SÉLECTION:
▼
¹Le 13 mars 2018, Rex Tillerson a été limogé par Donald Trump via Twitter : procédé on ne peut plus cavalier et qui témoigne, de la part de ce dernier, d'un singulier manque de professionnalisme et d'une absence de respect pour la fonction même de secrétaire d'État des États-Unis d'Amérique. Rex Tillerson aurait été considéré comme trop modéré, notamment à l'égard de l'Iran et de la Russie. Voilà qui paraît ahurissant quand on a, par exemple, entendu le discours prononcé par Rex Tillerson, ce 17 janvier 2018, à l'université Stanford. Donald Trump lui a désigné, comme successeur, Mike Pompeo, qu'il avait récemment nommé directeur de la CIA, et dont la nomination, au poste de secrétaire d'État, doit encore être approuvée par le Sénat des États-Unis d'Amérique. Mike Pompeo est considéré, en particulier vis-à-vis de l'Iran et de la Corée du Nord, dont il prêche qu'il faut évincer le gouvernement, comme un faucon, terme désignant, en matière de relations internationales, un individu préconisant des positions particulièrement agressives dans le règlement d'un différend, différend pouvant ainsi dégénérer très rapidement en conflit.
▲
DONNÉES FOURNIES:
▼
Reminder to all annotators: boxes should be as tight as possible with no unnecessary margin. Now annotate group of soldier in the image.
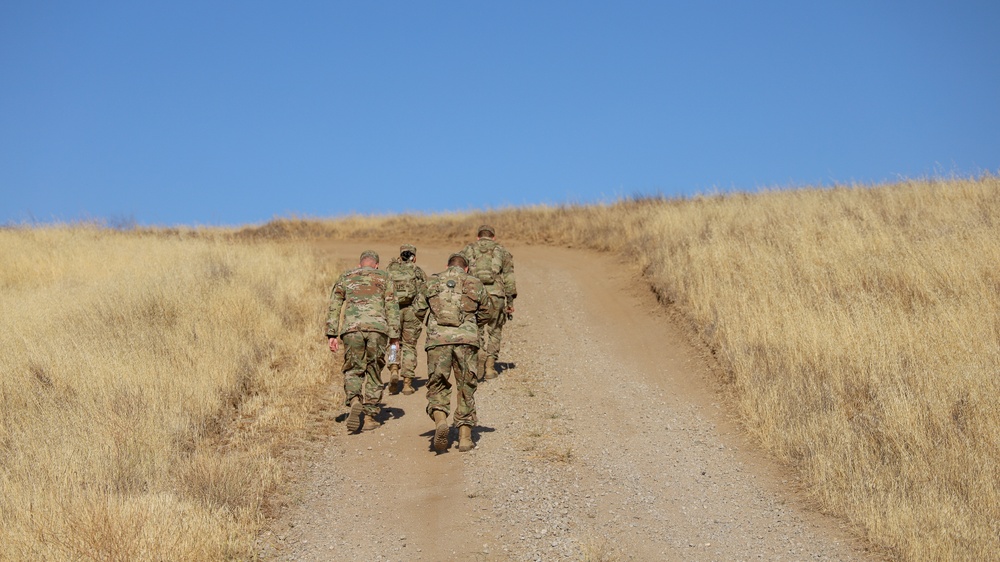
[326,225,517,452]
▲
L'EXERCICE: D'après la sélection sur le renvoi de Rex Tillerson, par quel moyen Donald Trump l'a-t-il limogé le 13 mars 2018 ?

RÉSULTAT: Par Twitter.